Write out every line of the data below verbatim, without altering anything.

----

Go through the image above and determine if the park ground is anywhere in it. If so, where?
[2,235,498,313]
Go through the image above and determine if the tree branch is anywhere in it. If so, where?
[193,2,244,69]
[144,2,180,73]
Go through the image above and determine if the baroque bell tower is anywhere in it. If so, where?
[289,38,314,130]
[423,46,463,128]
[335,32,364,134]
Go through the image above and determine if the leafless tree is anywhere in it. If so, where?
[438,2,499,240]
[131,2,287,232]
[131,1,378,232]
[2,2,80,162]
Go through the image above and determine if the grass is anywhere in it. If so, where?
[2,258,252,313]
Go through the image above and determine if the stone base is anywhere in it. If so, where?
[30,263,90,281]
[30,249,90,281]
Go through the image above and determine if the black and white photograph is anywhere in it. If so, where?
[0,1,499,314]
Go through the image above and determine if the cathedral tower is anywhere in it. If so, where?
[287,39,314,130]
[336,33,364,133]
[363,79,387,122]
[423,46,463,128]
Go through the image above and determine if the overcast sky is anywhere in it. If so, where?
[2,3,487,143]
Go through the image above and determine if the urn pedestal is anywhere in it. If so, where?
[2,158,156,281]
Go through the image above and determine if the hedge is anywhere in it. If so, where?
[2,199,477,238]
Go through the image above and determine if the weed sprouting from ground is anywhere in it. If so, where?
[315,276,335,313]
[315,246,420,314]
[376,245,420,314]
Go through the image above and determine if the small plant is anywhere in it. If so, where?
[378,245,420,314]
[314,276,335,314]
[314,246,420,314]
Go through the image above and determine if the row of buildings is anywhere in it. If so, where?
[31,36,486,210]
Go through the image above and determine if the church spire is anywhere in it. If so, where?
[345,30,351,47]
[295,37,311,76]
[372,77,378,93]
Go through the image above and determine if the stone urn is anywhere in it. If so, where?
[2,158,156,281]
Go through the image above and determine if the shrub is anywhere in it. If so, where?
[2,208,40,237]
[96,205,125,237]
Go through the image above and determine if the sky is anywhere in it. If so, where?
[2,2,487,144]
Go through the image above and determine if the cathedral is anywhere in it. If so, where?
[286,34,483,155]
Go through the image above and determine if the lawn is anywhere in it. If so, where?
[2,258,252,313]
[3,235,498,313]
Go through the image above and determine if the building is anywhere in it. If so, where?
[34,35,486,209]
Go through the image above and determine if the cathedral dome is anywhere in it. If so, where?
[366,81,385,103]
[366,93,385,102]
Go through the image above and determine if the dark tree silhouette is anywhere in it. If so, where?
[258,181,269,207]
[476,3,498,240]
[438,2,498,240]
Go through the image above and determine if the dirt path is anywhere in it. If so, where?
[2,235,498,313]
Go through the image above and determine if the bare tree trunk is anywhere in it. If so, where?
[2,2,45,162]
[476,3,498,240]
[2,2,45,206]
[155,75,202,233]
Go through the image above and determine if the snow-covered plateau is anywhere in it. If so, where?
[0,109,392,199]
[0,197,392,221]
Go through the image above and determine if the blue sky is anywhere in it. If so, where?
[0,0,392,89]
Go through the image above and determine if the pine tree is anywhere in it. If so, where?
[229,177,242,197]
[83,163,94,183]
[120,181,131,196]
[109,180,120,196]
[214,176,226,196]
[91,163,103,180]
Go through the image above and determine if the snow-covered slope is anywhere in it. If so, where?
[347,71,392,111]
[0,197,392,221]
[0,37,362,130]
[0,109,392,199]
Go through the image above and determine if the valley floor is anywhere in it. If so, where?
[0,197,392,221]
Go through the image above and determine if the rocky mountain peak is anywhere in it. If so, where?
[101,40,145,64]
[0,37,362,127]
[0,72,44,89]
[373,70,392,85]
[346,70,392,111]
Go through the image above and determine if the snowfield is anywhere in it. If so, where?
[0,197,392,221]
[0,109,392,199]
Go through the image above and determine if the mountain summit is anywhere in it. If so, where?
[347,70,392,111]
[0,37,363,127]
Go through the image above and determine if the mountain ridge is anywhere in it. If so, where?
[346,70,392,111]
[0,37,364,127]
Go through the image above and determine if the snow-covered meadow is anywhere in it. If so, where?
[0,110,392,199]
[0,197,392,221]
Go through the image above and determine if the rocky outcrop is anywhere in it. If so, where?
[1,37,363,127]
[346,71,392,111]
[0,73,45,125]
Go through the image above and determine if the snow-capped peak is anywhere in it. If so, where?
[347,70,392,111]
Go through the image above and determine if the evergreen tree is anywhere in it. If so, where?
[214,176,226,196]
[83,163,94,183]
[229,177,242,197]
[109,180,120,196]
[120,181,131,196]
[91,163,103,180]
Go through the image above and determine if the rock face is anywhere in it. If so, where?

----

OUTPUT OF THE EXERCISE »
Go through the image above and determine if the park ground is anywhere in it. If so, where?
[2,235,498,313]
Go through the image above and determine if the tree branch is anywhere in it. If so, where?
[193,2,244,69]
[144,2,180,73]
Go through the image above and determine if the baroque bell tower is anywhere in it. If so, where?
[289,38,314,130]
[423,46,463,128]
[335,32,364,134]
Go through the image above and determine if the leafless tree is anywhere in it. If so, where?
[438,2,499,240]
[131,2,287,232]
[131,1,378,232]
[2,2,80,162]
Go through the image above and determine if the grass is anywhere in it. If so, where?
[2,258,252,313]
Go through the image above and determine if the stone base is anywhere in it. If so, where?
[30,263,90,281]
[30,249,90,281]
Go through the image above and determine if the black and white photograph is anywhere in it. If so, where?
[0,1,499,314]
Go through the image above and determine if the cathedral tower is anywhere in it. If so, where?
[287,39,314,130]
[336,33,364,133]
[363,79,387,122]
[423,46,463,128]
Go through the image above and determine if the overcast sky is anywhere in it. If so, where?
[2,3,487,143]
Go through the image above and determine if the urn pedestal is anywhere in it. If so, where?
[2,158,156,281]
Go through the image above and determine if the hedge is anywhere in it. If so, where?
[2,199,477,238]
Go through the image above and determine if the weed sprouting from ground is anywhere in it. If so, where?
[315,276,335,313]
[315,246,420,314]
[376,245,420,314]
Go through the image above and determine if the small plant is anywhere in it. If so, where?
[378,245,420,314]
[314,276,335,314]
[314,246,420,314]
Go through the image above and determine if the row of buildings is anywhere in it. If so, where?
[31,36,486,210]
Go through the image above and determine if the church spire is anywhere in it. If so, where?
[345,30,351,47]
[295,37,311,76]
[372,77,378,93]
Go through the image above and determine if the stone urn is anywhere in it. If so, where?
[2,158,156,281]
Go through the image above and determine if the shrub is anywhere in it. If so, where?
[2,208,40,237]
[96,205,125,237]
Go through the image above and determine if the sky is anywhere in it. If so, where?
[2,2,487,144]
Go through the image above and determine if the cathedral is anywhere in it. If so, where?
[286,34,483,155]
Go through the image above and determine if the lawn is anywhere in it. If so, where?
[2,258,252,313]
[3,235,498,313]
Go through the image above and determine if the building is anywhere in it. If so, where?
[34,35,486,209]
Go through the image above and determine if the cathedral dome is anywhere in it. If so, where?
[366,81,385,103]
[366,93,385,102]
Go through the image above and determine if the dark tree silhouette is anywhere in it. If so, where?
[258,181,269,207]
[476,3,498,240]
[438,2,498,240]
Go through the image above and determine if the dirt path is anywhere in it. If so, where?
[2,235,498,313]
Go through the image above and determine if the bare tree trunk is anywhere in it. If so, where?
[2,2,45,162]
[476,3,498,240]
[2,2,45,206]
[155,75,202,233]
Go through the image above and determine if the snow-covered plateau is anywhere in it. If so, where?
[0,109,392,199]
[0,197,392,221]
Go through the image above and determine if the blue sky is anywhere in it. If so, where?
[0,0,392,89]
Go through the image above and determine if the pine tree is anywhere in it. If so, where?
[229,177,242,197]
[83,163,94,183]
[120,181,131,196]
[109,180,120,196]
[214,176,226,196]
[91,163,103,180]
Go through the image above and determine if the snow-covered slope is anywhere in it. If so, where?
[347,71,392,111]
[0,197,392,221]
[0,37,362,130]
[0,109,392,199]
Go through the image above and determine if the valley floor is anywhere in it. If so, where?
[0,197,392,221]
Go through the image above and determine if the rocky mountain peak is anywhere in it. If so, where?
[101,40,145,64]
[0,37,362,127]
[0,72,44,89]
[373,70,392,85]
[346,70,392,111]
Go through the image above and determine if the snowfield is anywhere in it. If so, where?
[0,197,392,221]
[0,109,392,199]
Go through the image above and determine if the mountain summit is anywhere in it. If so, where?
[347,70,392,111]
[0,37,363,127]
Go through the image above and determine if the mountain ridge is anywhere in it. If so, where?
[346,70,392,111]
[0,37,364,127]
Go through the image above and determine if the snow-covered meadow is anywhere in it. If so, where?
[0,110,392,199]
[0,197,392,221]
Go through the image above and determine if the rocky outcrop is anywhere in it. If so, where?
[1,37,363,127]
[346,71,392,111]
[0,73,45,125]
Go through the image above and determine if the snow-capped peak is anywhere in it. If so, where?
[347,70,392,111]
Go through the image above and determine if the evergreen tree is anywhere in it. If so, where?
[214,176,226,196]
[83,163,94,183]
[229,177,242,197]
[109,180,120,196]
[120,181,131,196]
[91,163,103,180]
Go through the image above and determine if the rock face is anywhere in it. If so, where?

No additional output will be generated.